Records contained in a dataset ▸
==*==

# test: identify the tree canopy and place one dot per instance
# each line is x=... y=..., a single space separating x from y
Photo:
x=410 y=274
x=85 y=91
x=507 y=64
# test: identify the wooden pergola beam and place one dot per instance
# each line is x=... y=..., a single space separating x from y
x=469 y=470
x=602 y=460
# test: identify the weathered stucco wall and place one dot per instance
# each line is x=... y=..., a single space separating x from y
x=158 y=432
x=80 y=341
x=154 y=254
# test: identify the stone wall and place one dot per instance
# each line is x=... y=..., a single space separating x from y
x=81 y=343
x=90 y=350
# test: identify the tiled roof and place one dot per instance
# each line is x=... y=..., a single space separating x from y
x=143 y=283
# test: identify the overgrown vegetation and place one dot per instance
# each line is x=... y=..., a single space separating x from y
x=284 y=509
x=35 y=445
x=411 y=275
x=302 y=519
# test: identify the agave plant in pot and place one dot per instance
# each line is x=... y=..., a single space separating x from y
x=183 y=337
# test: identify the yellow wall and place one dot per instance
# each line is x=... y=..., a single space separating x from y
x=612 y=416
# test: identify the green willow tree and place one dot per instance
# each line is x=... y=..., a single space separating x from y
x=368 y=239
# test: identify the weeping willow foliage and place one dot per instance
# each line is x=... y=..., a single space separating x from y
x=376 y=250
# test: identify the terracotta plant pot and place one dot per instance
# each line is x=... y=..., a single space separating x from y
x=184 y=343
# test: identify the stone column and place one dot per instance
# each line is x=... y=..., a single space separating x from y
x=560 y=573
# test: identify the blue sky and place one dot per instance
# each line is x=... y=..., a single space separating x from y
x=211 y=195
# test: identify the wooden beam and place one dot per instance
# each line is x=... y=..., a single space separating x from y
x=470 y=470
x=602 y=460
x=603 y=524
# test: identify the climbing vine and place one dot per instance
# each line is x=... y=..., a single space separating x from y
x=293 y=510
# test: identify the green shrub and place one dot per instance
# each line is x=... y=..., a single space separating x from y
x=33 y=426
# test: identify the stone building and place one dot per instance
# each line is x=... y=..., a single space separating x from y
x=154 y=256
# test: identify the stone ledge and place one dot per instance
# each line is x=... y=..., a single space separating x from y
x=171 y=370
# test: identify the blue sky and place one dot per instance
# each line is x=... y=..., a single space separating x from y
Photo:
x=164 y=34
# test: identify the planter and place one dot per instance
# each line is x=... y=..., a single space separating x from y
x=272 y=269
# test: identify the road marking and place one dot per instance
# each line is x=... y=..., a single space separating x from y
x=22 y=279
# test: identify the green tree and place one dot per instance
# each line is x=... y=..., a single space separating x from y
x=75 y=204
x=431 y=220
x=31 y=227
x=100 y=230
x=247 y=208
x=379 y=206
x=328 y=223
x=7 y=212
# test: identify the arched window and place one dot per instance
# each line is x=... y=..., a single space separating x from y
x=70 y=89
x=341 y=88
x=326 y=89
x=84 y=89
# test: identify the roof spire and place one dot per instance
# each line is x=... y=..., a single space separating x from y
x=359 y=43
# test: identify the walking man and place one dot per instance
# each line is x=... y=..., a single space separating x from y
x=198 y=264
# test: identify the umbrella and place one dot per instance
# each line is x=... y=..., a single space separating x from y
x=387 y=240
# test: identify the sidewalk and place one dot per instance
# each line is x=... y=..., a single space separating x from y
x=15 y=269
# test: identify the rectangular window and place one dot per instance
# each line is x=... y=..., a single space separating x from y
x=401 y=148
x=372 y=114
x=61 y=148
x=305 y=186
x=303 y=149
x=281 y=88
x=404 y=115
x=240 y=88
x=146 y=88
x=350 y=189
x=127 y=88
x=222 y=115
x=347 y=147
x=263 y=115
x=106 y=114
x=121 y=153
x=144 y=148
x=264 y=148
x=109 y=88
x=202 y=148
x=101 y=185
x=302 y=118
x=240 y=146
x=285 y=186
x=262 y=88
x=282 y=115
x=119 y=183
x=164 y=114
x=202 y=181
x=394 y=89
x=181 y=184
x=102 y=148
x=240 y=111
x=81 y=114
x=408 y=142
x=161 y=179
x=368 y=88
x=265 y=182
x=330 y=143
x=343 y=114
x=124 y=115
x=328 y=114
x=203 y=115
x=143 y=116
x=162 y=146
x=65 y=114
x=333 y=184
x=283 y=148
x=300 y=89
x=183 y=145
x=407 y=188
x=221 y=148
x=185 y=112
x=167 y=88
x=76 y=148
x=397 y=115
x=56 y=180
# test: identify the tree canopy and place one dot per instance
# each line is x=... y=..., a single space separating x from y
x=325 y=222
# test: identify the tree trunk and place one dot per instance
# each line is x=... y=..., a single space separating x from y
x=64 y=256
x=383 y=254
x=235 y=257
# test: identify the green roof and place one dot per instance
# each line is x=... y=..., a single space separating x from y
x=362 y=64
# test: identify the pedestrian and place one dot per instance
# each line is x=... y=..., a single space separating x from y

==*==

What is being asked ▸ Repeat every entry word for word.

Written response ▸
# test: identify the tree canopy and place one dot per instance
# each line is x=... y=..., a single space separating x from y
Photo:
x=410 y=274
x=85 y=91
x=507 y=64
# test: identify the wooden pergola beam and place one dot per instance
# each line is x=... y=..., a single space separating x from y
x=469 y=470
x=602 y=460
# test: identify the weathered stucco wall and place one dot per instance
# each line is x=... y=..., a single space separating x from y
x=158 y=432
x=80 y=341
x=154 y=254
# test: identify the stone wall and place one dot per instance
# each line is x=... y=..., a single space separating x from y
x=81 y=343
x=90 y=350
# test: identify the tiled roof and place one dot per instance
# each line is x=... y=..., a single space separating x from y
x=143 y=283
# test: identify the overgrown vegetation and place one dot per instance
# each line is x=... y=..., a single space separating x from y
x=284 y=509
x=35 y=445
x=411 y=275
x=302 y=519
# test: identify the agave plant in pot and place one dot per instance
# each line is x=... y=..., a single space separating x from y
x=183 y=337
# test: identify the yellow wall and place one dot per instance
# each line is x=... y=..., a single space separating x from y
x=612 y=416
# test: identify the green willow tree and place one dot per instance
# each line is x=... y=..., a single space separating x from y
x=368 y=239
# test: identify the weeping willow foliage and place one dot per instance
# each line is x=... y=..., a single space separating x from y
x=376 y=250
# test: identify the terracotta plant pot and place one dot per instance
# each line is x=... y=..., a single space separating x from y
x=184 y=343
# test: identify the stone column and place one dot per instance
# each line is x=... y=..., a single space separating x from y
x=560 y=573
# test: identify the blue sky and place one dot per instance
# each line is x=... y=..., a single space separating x from y
x=211 y=195
# test: identify the wooden beam and place one dot per instance
# each line is x=... y=..., a single space separating x from y
x=470 y=470
x=602 y=460
x=603 y=524
# test: identify the climbing vine and place one dot per instance
# each line is x=... y=..., a single space separating x from y
x=293 y=510
# test: identify the green shrub and place one dot per instance
# each line is x=... y=..., a single space separating x from y
x=33 y=426
# test: identify the stone building and place one dot per instance
# each line is x=... y=..., a single space separating x from y
x=154 y=256
# test: identify the stone ledge and place one dot per instance
# each line is x=... y=..., a single space separating x from y
x=171 y=370
# test: identify the blue sky and place one dot per instance
# each line is x=... y=..., a single space separating x from y
Photo:
x=164 y=34
# test: identify the planter and place one dot per instance
# each line is x=... y=..., a single space separating x from y
x=272 y=269
# test: identify the road marking and place one dot per instance
# each line is x=... y=..., a single space separating x from y
x=22 y=279
# test: identify the green tree and place one dot per instance
# each line is x=... y=..., a single space separating x from y
x=75 y=204
x=431 y=220
x=31 y=227
x=100 y=230
x=247 y=208
x=379 y=206
x=328 y=223
x=7 y=212
# test: identify the arched window and place one dot per instance
# each line is x=... y=..., a single space separating x from y
x=70 y=89
x=341 y=88
x=326 y=89
x=84 y=89
# test: identify the roof spire and place one dot per instance
# each line is x=... y=..., a single space separating x from y
x=359 y=43
# test: identify the walking man and place one dot per instance
# each line is x=... y=..., a single space separating x from y
x=198 y=264
# test: identify the umbrella and place one dot per instance
# each line is x=... y=..., a single space separating x from y
x=387 y=240
# test: identify the sidewalk and place one dot per instance
# each line is x=... y=..., a single space separating x from y
x=15 y=269
# test: identify the rectangular window and place one dot per instance
# each line is x=... y=..., a single space separating x from y
x=401 y=148
x=372 y=114
x=61 y=148
x=305 y=186
x=303 y=149
x=281 y=88
x=404 y=115
x=240 y=88
x=146 y=88
x=350 y=189
x=127 y=88
x=222 y=115
x=347 y=147
x=263 y=115
x=106 y=114
x=121 y=153
x=144 y=148
x=264 y=148
x=109 y=88
x=202 y=148
x=101 y=185
x=302 y=118
x=240 y=146
x=285 y=186
x=262 y=88
x=282 y=115
x=119 y=183
x=164 y=114
x=202 y=181
x=394 y=89
x=181 y=184
x=102 y=148
x=240 y=111
x=81 y=114
x=408 y=142
x=161 y=179
x=368 y=88
x=265 y=182
x=330 y=143
x=343 y=114
x=124 y=115
x=328 y=114
x=203 y=115
x=143 y=116
x=162 y=146
x=65 y=114
x=333 y=184
x=283 y=148
x=300 y=89
x=183 y=145
x=407 y=188
x=221 y=148
x=185 y=112
x=167 y=88
x=76 y=148
x=397 y=115
x=56 y=180
# test: identify the tree canopy and place one dot per instance
# each line is x=... y=..., a single space separating x from y
x=325 y=222
# test: identify the tree trunk and place one dot per instance
# each line is x=... y=..., a single space separating x from y
x=64 y=256
x=383 y=254
x=235 y=257
# test: identify the green roof and place one dot per instance
# each line is x=... y=..., a single space separating x from y
x=362 y=64
# test: identify the pedestrian and place one dot per instance
# each line is x=... y=..., a single space separating x from y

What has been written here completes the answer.